SOURCE TEXT.
04 January 2013

Acting a Fool


The Fighter
2010, USA
David O. Russell

Biopics of athletes sit about as far down on my list of filmic interests as anything I can think of at the moment, so describing David O. Russell's The Fighter as "watchable" might sound like a recommendation coming from me. The film got quite a bit of attention a year or so ago for its performances, winning Academy Awards for Christian Bale and Melissa Leo in the supporting categories. The performances failed to impress me, however, and I think this is a large scaled reflection of the essential problem I have with the film as a whole. The Fighter is competent on nearly every level one could come up with to judge it. The cinematography is nice to look at. The screenplay is solid and mostly absent of sports-biopic clichés. The sound mix is professional. The direction is engaging. The pace is consistent. The actors all act their hearts out. Competent is great for award hand-outs and ideal for thoughtless viewings on HBO while you're nursing a cold. Unfortunately though, when competent is the only thing going for a film, it almost always cancels out interesting.


By noticing the individual competency levels of those dissected elements of this insipidly-titled film, I've already lost the illusion, which is absolutely essential to a sports biopic. The film crew creates the illusion of reality in order to convey morals, lessons, truths about life and the human existence. And yet the element for which The Fighter has received the most praise and accolades is the one that causes the most harm in abating the illusion. In the four central roles, Mark Wahlberg, Christian Bale, Amy Adams, and Melissa Leo all do what they're supposed to: inhabit their characters. All four have proven themselves respectable thespians throughout their careers, but the artifice of their performances was on constant display here. There's never a moment when it isn't blindingly clear that you're watching "acting." The gold statues now on Bale and Leo's mantles don't correctly lead to the conclusion that Bale and Leo were better than Wahlberg or Adams; in fact, they seem merely indicative of the "volume" at which these actors did their job, which also seemed to have been determined by the juiciness of their respective characters' sketches.

GIVEN TASK.
Can you return the full review of The Fighter, word for word, from its date line to its final sentence? The rows after this review of The Fighter are separate material.

GIVEN DATA.
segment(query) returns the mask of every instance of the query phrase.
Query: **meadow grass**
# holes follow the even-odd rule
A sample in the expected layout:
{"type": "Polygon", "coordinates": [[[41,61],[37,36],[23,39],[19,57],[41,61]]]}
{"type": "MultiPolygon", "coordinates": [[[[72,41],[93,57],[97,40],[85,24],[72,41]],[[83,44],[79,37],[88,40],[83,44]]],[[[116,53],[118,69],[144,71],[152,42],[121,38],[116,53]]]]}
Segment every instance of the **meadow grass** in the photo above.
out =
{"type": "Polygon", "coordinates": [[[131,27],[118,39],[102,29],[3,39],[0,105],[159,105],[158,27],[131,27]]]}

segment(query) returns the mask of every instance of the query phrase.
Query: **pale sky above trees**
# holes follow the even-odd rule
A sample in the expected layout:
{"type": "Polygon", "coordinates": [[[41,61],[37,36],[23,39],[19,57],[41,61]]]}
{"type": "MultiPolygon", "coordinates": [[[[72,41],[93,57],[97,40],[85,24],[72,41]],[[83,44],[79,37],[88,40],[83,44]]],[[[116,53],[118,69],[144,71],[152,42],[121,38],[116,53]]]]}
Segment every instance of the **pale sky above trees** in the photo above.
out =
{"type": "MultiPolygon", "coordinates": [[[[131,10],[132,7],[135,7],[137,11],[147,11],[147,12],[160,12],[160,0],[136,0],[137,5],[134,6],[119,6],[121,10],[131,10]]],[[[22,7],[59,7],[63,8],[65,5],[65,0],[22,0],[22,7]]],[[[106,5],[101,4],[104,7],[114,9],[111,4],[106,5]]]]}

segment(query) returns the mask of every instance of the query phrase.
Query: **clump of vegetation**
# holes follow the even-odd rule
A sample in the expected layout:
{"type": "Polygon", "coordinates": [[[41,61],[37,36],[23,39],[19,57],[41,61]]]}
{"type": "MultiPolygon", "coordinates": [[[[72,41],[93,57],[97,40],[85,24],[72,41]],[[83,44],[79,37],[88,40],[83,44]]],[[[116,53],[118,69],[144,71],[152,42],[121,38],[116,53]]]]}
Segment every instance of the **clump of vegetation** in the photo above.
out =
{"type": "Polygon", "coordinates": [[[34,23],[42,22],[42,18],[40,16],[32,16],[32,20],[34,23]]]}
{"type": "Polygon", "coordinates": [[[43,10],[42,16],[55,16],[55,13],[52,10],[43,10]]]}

EXERCISE RESPONSE.
04 January 2013

Acting a Fool


The Fighter
2010, USA
David O. Russell

Biopics of athletes sit about as far down on my list of filmic interests as anything I can think of at the moment, so describing David O. Russell's The Fighter as "watchable" might sound like a recommendation coming from me. The film got quite a bit of attention a year or so ago for its performances, winning Academy Awards for Christian Bale and Melissa Leo in the supporting categories. The performances failed to impress me, however, and I think this is a large scaled reflection of the essential problem I have with the film as a whole. The Fighter is competent on nearly every level one could come up with to judge it. The cinematography is nice to look at. The screenplay is solid and mostly absent of sports-biopic clichés. The sound mix is professional. The direction is engaging. The pace is consistent. The actors all act their hearts out. Competent is great for award hand-outs and ideal for thoughtless viewings on HBO while you're nursing a cold. Unfortunately though, when competent is the only thing going for a film, it almost always cancels out interesting.


By noticing the individual competency levels of those dissected elements of this insipidly-titled film, I've already lost the illusion, which is absolutely essential to a sports biopic. The film crew creates the illusion of reality in order to convey morals, lessons, truths about life and the human existence. And yet the element for which The Fighter has received the most praise and accolades is the one that causes the most harm in abating the illusion. In the four central roles, Mark Wahlberg, Christian Bale, Amy Adams, and Melissa Leo all do what they're supposed to: inhabit their characters. All four have proven themselves respectable thespians throughout their careers, but the artifice of their performances was on constant display here. There's never a moment when it isn't blindingly clear that you're watching "acting." The gold statues now on Bale and Leo's mantles don't correctly lead to the conclusion that Bale and Leo were better than Wahlberg or Adams; in fact, they seem merely indicative of the "volume" at which these actors did their job, which also seemed to have been determined by the juiciness of their respective characters' sketches.